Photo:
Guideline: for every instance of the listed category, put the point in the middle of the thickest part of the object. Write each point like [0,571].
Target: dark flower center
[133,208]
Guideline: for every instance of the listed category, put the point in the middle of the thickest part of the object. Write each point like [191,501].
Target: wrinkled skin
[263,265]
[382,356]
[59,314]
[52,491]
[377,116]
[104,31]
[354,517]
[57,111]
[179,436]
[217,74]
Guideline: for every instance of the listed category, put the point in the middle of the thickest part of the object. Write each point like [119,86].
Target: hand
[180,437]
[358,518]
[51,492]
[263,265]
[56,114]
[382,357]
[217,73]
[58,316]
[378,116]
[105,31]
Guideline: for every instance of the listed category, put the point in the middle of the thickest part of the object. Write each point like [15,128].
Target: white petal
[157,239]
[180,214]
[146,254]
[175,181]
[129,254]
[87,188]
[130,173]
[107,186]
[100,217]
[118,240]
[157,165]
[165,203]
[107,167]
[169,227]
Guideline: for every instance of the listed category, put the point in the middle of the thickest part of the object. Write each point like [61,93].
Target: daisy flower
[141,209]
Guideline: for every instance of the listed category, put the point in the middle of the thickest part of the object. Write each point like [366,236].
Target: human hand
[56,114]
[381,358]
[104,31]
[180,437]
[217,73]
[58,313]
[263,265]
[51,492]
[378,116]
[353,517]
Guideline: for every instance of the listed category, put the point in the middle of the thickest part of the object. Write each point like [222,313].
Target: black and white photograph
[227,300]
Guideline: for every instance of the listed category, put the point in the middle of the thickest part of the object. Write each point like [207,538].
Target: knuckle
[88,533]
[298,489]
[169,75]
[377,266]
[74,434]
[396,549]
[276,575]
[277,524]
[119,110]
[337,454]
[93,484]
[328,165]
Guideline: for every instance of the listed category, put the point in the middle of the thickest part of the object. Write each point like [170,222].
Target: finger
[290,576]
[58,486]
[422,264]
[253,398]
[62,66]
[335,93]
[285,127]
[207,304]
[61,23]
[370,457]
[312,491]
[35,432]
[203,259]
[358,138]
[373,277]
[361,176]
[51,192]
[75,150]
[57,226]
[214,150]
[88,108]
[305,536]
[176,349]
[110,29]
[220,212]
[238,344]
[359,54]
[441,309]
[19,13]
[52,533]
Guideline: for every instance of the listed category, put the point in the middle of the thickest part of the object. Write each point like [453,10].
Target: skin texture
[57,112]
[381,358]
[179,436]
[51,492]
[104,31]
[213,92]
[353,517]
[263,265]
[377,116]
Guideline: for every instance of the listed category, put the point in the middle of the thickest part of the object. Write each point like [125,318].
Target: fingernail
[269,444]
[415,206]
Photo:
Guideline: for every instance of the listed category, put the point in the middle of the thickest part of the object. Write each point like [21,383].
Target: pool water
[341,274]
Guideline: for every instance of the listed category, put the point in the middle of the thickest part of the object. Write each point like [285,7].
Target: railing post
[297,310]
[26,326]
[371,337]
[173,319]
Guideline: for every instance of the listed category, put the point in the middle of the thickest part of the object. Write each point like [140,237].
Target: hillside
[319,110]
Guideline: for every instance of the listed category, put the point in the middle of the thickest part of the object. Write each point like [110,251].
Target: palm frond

○ ○ ○

* ACTIVITY
Line by line, reproduce the data exactly as given.

* SOLUTION FOR THIS TASK
Photo:
Guideline: for every instance of the listed category, put the point in the middle of the thickest part of the object. Write each point like [0,571].
Target: dark flower center
[133,208]
Guideline: for every instance of the listed category, put the point in the middle of the thickest part of the object. Write each point like [191,501].
Target: wrinkled skin
[263,265]
[382,356]
[59,314]
[52,491]
[377,116]
[104,31]
[354,517]
[57,111]
[179,436]
[217,74]
Guideline: for every instance of the listed category, put the point in the middle of the thickest part of the object. Write each point like [119,86].
Target: hand
[180,437]
[358,518]
[51,492]
[263,265]
[56,114]
[382,357]
[217,73]
[58,316]
[378,116]
[105,31]
Guideline: for every instance of the listed category, put the point in the middle of the thickest part of the object. Write each point like [15,128].
Target: white petal
[157,239]
[180,214]
[146,254]
[175,181]
[129,254]
[87,188]
[130,173]
[107,186]
[100,217]
[118,240]
[157,165]
[165,203]
[107,167]
[169,227]
Guideline: for every instance of the listed category, put the point in the middle of the thickest part of the object. Write each point like [61,93].
Target: daisy flower
[141,209]
Guideline: for every instance of the listed category, put the point in the middle of the thickest part of the object. Write each point like [366,236].
Target: human hand
[56,114]
[381,358]
[104,31]
[180,437]
[217,73]
[58,313]
[263,265]
[51,492]
[378,116]
[353,517]
Guideline: for every instance of the listed category, put the point in the middle of the thickest part of the object. Write each point like [222,313].
Target: black and white photograph
[227,300]
Guideline: for every instance of the listed category, put the point in the middle of the thickest part of the object. Write each point like [207,538].
Target: knuckle
[88,533]
[298,489]
[169,75]
[377,266]
[74,434]
[396,549]
[276,575]
[277,524]
[119,110]
[337,454]
[93,484]
[328,165]
Guideline: for every instance of the listed category, put the point in the middle of the thickest part of the object. Write each point like [170,222].
Target: finger
[290,576]
[58,486]
[422,264]
[253,398]
[62,66]
[335,93]
[285,127]
[207,304]
[61,23]
[370,457]
[312,491]
[35,432]
[203,259]
[358,138]
[373,277]
[361,176]
[51,192]
[75,150]
[57,226]
[214,150]
[88,108]
[305,536]
[176,349]
[110,29]
[220,212]
[238,344]
[359,54]
[441,309]
[19,13]
[52,533]
Guideline: for every instance of the listed category, put the point in the middle of the thickest part of the object. Write each point like [453,10].
Target: skin texture
[57,112]
[381,358]
[179,436]
[51,492]
[104,31]
[213,92]
[353,517]
[263,265]
[377,116]
Guideline: for every instance of the listed category, put the point in the middle of the thickest part of the object. Write each point like [125,318].
Target: fingernail
[269,444]
[415,206]
Photo:
Guideline: for every instance of the listed category, put the point in the middle of the thickest part of the object. Write each point like [21,383].
Target: pool water
[341,274]
Guideline: for every instance of the listed category, put the point in the middle of the thickest part of the object. Write each point like [285,7].
Target: railing post
[297,310]
[26,326]
[371,337]
[173,319]
Guideline: for every instance of the listed category, put the point in the middle of the thickest part of the object. Write each point like [140,237].
Target: hillside
[319,110]
Guideline: for every instance of the listed category, put the point in the middle of the thickest part of the object. Write each point like [110,251].
Target: palm frond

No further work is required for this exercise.